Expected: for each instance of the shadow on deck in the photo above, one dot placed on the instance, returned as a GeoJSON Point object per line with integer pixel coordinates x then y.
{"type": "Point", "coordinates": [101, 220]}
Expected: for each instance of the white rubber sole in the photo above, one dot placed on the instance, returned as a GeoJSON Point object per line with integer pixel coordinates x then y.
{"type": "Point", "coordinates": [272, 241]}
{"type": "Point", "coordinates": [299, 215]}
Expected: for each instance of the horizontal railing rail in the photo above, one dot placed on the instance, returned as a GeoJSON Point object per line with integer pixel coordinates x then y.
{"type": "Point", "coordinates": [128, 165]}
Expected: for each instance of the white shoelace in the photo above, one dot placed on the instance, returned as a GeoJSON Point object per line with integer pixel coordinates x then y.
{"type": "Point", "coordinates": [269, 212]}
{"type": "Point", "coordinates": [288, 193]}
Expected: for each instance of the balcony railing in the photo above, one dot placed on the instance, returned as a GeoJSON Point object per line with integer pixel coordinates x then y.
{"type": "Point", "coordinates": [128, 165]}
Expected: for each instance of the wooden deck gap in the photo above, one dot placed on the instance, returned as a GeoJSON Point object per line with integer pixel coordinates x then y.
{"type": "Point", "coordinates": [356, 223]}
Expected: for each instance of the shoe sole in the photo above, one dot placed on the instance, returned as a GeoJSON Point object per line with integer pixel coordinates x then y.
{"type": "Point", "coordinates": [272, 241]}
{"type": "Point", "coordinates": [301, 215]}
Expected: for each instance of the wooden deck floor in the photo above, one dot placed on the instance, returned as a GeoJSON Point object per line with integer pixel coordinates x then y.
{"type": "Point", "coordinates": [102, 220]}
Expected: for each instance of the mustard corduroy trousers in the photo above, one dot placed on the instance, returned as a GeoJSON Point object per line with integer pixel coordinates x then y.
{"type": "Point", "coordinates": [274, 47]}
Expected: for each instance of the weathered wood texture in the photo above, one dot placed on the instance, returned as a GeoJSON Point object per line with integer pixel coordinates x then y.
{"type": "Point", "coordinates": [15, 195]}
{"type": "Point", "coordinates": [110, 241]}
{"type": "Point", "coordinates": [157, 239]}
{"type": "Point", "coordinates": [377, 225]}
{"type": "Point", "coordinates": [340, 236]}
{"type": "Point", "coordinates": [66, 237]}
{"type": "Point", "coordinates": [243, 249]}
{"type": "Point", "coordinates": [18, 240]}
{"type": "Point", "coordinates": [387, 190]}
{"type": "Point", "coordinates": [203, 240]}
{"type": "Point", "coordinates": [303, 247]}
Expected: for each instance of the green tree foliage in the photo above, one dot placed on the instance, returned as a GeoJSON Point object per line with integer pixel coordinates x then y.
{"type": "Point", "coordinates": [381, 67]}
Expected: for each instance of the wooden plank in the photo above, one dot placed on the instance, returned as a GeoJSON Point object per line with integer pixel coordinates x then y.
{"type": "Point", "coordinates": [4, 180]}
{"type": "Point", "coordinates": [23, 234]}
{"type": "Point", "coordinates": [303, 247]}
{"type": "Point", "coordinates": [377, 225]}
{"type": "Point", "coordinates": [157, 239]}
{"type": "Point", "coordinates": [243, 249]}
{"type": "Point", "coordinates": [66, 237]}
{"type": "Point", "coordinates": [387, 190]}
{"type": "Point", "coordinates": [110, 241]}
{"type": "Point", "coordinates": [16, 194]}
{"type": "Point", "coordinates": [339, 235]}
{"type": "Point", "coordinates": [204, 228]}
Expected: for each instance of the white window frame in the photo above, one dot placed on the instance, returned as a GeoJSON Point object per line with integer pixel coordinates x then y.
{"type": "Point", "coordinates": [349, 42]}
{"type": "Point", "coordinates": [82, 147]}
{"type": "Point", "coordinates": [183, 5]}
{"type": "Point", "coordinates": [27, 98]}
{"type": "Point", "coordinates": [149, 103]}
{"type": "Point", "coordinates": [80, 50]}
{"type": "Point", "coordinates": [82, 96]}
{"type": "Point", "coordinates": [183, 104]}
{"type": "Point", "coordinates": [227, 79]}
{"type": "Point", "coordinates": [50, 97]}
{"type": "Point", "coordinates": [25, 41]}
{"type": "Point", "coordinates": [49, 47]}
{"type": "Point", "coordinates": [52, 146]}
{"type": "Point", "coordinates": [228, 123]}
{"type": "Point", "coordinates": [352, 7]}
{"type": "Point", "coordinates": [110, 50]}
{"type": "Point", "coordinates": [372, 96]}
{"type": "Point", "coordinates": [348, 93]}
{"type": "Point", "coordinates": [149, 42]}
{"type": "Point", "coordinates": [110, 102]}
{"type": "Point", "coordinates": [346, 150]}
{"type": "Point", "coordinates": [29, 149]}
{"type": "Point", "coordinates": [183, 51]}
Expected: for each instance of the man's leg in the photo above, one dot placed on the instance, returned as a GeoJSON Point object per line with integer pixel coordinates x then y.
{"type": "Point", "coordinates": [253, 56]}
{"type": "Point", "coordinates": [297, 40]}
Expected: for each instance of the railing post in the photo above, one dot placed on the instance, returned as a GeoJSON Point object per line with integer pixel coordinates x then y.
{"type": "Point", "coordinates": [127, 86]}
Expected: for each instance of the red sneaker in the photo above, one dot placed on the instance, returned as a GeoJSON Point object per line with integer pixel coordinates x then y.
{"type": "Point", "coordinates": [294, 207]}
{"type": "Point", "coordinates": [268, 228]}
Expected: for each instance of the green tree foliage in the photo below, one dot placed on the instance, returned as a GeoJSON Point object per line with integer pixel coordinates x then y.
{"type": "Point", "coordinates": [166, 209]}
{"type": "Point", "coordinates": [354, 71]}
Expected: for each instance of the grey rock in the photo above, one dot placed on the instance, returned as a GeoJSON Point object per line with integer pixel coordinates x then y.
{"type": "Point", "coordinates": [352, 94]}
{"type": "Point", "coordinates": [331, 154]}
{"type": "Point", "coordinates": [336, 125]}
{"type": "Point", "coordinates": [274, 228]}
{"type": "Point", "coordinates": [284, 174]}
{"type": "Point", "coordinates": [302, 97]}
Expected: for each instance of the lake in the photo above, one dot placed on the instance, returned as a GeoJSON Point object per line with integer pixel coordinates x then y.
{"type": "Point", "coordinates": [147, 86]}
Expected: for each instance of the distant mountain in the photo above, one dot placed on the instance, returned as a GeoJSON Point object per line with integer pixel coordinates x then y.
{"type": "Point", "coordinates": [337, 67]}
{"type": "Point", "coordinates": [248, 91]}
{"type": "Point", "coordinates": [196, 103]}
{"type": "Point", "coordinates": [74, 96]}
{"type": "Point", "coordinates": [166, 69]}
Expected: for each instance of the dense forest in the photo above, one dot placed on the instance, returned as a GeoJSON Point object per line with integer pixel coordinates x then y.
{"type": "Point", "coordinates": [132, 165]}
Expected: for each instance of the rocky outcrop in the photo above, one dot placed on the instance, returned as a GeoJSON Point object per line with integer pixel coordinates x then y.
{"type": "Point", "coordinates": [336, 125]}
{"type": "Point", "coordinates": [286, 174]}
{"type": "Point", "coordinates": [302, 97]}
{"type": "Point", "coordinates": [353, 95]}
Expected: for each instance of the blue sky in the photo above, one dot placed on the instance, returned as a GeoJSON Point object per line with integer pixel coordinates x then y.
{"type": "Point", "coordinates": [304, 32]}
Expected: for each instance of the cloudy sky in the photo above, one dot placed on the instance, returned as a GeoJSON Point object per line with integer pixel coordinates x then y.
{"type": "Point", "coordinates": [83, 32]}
---*---
> SET EXERCISE
Repeat every line from the one holding "Expected: for each instance of the cloudy" through the last line of the records, inclusive, requests included, shifting each point coordinate in the answers up by 136.

> EXERCISE OUTPUT
Expected: for each instance of the cloudy sky in the photo above, one dot placed on the instance, returned as a GeoJSON Point object per line with integer pixel coordinates x then y.
{"type": "Point", "coordinates": [219, 168]}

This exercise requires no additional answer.